- What you should do -
Exactly as written, set down each line of the data below except its pictures.

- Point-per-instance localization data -
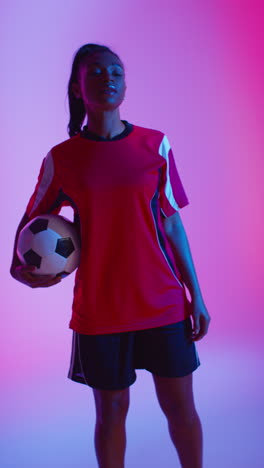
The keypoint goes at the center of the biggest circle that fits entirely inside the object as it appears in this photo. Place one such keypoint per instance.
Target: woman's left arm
(177, 237)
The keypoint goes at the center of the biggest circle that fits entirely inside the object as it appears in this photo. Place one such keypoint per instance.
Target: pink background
(195, 71)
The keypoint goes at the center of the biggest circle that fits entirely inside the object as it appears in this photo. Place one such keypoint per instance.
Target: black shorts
(108, 361)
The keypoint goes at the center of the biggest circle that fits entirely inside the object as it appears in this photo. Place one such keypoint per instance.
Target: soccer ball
(51, 243)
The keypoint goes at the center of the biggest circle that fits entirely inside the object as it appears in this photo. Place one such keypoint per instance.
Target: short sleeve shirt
(121, 189)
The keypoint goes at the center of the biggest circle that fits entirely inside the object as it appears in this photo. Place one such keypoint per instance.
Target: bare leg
(110, 434)
(175, 397)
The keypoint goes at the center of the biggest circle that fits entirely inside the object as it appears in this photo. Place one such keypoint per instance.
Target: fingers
(25, 274)
(200, 329)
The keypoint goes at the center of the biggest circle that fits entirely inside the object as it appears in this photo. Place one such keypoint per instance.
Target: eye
(95, 71)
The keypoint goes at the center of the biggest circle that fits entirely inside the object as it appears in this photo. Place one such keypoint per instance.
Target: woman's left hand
(201, 319)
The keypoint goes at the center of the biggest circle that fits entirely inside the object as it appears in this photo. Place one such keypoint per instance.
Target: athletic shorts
(108, 361)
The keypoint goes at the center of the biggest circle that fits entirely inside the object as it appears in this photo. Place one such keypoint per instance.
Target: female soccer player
(130, 309)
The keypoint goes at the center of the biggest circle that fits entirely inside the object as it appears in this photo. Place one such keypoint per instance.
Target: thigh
(175, 395)
(111, 404)
(103, 362)
(168, 351)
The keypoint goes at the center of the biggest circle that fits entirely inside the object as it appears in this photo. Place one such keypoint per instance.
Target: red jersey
(120, 190)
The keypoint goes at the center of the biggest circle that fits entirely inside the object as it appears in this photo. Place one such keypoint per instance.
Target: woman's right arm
(25, 273)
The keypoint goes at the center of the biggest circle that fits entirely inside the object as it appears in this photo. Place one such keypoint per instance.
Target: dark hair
(76, 106)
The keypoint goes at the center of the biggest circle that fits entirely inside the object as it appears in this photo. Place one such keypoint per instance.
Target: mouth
(109, 90)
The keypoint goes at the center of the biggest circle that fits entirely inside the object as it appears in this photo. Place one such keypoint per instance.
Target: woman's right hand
(25, 274)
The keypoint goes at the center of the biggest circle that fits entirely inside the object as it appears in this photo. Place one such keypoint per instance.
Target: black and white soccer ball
(51, 243)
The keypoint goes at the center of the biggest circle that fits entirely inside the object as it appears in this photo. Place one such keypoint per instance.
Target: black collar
(85, 133)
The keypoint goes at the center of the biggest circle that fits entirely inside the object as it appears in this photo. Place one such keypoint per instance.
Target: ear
(76, 90)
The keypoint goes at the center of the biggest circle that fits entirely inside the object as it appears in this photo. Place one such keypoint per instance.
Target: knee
(182, 414)
(111, 406)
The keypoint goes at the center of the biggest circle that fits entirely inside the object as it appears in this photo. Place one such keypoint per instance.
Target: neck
(106, 124)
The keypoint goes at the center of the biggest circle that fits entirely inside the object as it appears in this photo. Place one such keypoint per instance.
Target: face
(95, 73)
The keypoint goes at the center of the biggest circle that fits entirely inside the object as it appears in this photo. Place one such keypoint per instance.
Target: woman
(130, 309)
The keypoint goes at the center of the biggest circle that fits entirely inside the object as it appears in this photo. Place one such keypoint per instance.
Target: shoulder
(152, 136)
(65, 145)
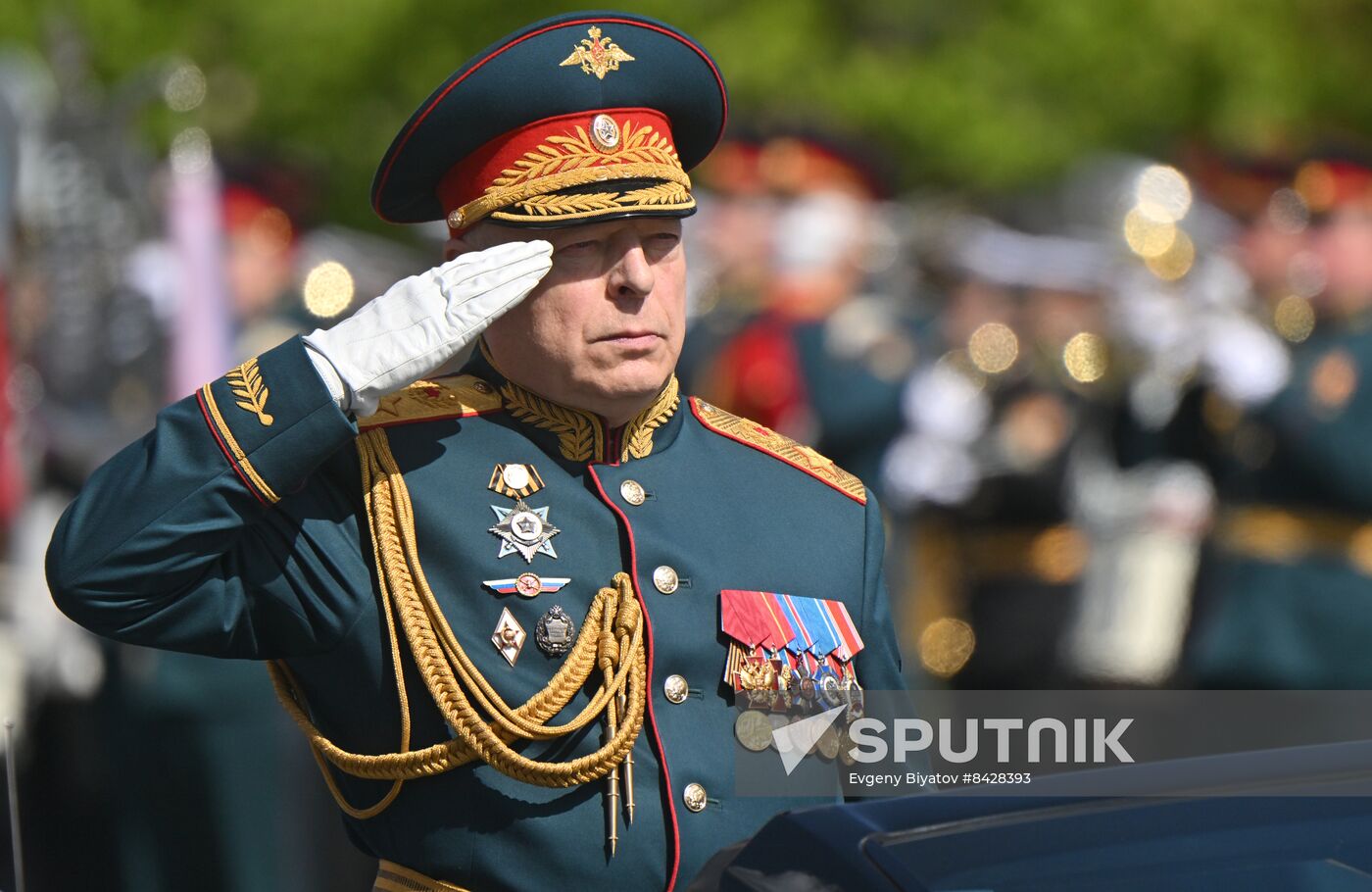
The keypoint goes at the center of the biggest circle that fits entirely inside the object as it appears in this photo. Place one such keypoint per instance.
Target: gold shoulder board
(768, 441)
(457, 397)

- Exercise output -
The keypoint goes at the center of the biggest circle that fits entirely inside the object as it appears in this photo. Place one such keypoint per instance.
Target: woman's left arm
(177, 237)
The keypoint goes at the center of the biggest circle that fits entirely inside the object as it appears in this photo. Place one such keypoint per instance.
Target: pink background
(195, 71)
The keypoint goes at the center of the biggest circle that fits entirely inside the object as it appears in this photo. Place one such keypoint per instance.
Target: black shorts
(108, 361)
The keypoint goes at the center of the biggest circle that fits entirely inside the object as it appears in this photo. Place one such keypoint per instance.
Target: soccer ball
(51, 243)
The keypoint goes at the center of the biggest circle that fits entirely inside the object as it appears in this photo. Place one such keypoint per instance.
Target: short sleeve shirt
(121, 189)
The keypoint goes at the center of the biggest circle that fits entirely inside the object as it appears in this photo. Place one such keypoint per instance.
Target: bare leg
(110, 434)
(175, 397)
The keypoint goes at the center of the biggest circle that fits entirely inside the object as it appears in this photo. Place one such keypoint per instance.
Target: fingers
(25, 274)
(200, 329)
The keypoint goes at the center of the biggest circle that fits entirely inside the object as it appears in this photo. Place one such keypoint per instance.
Target: eye
(95, 71)
The keypoint goes at the center of the biggest circle that fits entirely inside the object as it appears in this photo. Place one such keypoint per instance.
Target: woman's left hand
(201, 319)
The keypoint goes at the center of the biggest circle that fits entirely inside the object as it appears in this photo. Place one such keypoint per instance.
Target: athletic shorts
(108, 361)
The keypoint goes at the center of the biggest circle that fits entirely inside the object as it appears in this photo. Place one such keypoint per instance.
Target: female soccer player
(130, 309)
The keypoint goes at the center of the biggest circle that fits entirely inside the object as it appears in this photo. Place one such keypoint per instance.
Target: thigh
(175, 395)
(111, 404)
(103, 362)
(168, 351)
The keypoint goes at the center of the biggest circle that fits entirely inside the object as it appears in this photo. Place one such keypoint per instance.
Target: red jersey
(120, 190)
The keypoint goes at the center of the biggest circle that fits entirely inside the object as it appears in this photo. Place one such keypoint per instance.
Target: woman's right arm
(25, 273)
The keypoint goes at the center of the biggest circle that fits entirely inside the object as it appears in this photo. Place one such keypoint per instance.
Target: dark hair
(76, 106)
The keypoint goes at the center of the biggest circle that fits entirely inside the object as it appears in this photo. Place one such keypoint per instance.
Target: mouth
(109, 90)
The keypoint goes at the center of the biggest circle that fits entirely inside the object as it appears in this photo. Place one such keypoint per instance.
Target: woman's right hand
(25, 274)
The keypoint goes at the center of the biggest circle that fits entirely inside the object as it appears in this photo. Place one such keypoint per instance.
Target: black and white soccer ball
(51, 243)
The keypoint goes at the center of the biggest circle that fits entirely inside the object as it appears in this photo. Place one such keypoint per instance.
Target: black collar
(85, 133)
The keypoint goes at the center of the biggest circle that fits entirely inside the object as it appears in this photo. Place one such keypoint per instance.
Target: ear
(76, 90)
The keypoint goes at the center of the biggest circle that fits entirely inside the object as it appears in this photo. Place one such keypoint per instance.
Target: knee
(182, 414)
(111, 406)
The keypoint goes at the center of the biggest circle that fits entirely inside the object as it appears in this photo. Place one such keypoint per instance.
Target: neck
(106, 124)
The keypoint goes at the center of the biggest circle that fits entirely inside the object as it appears in this photo. Place one such keypoint per instance.
Target: face
(95, 73)
The keypoint goes at the center of the biggest circle that fits entirely inside the object as it appears in this photo. Place one such keypoint per instance.
Target: woman
(130, 309)
The keypoint goes at the center of the biggest circle that fits entirely inside the object as it appears in this photo. Place one such keypoint per instance.
Target: shoulder
(152, 136)
(65, 145)
The keypoint goes at the center of the biggest circle that fits entirely inside the object as it appears in this photo. Place one such keypoint per instance.
Target: gold shoulder board
(768, 441)
(457, 397)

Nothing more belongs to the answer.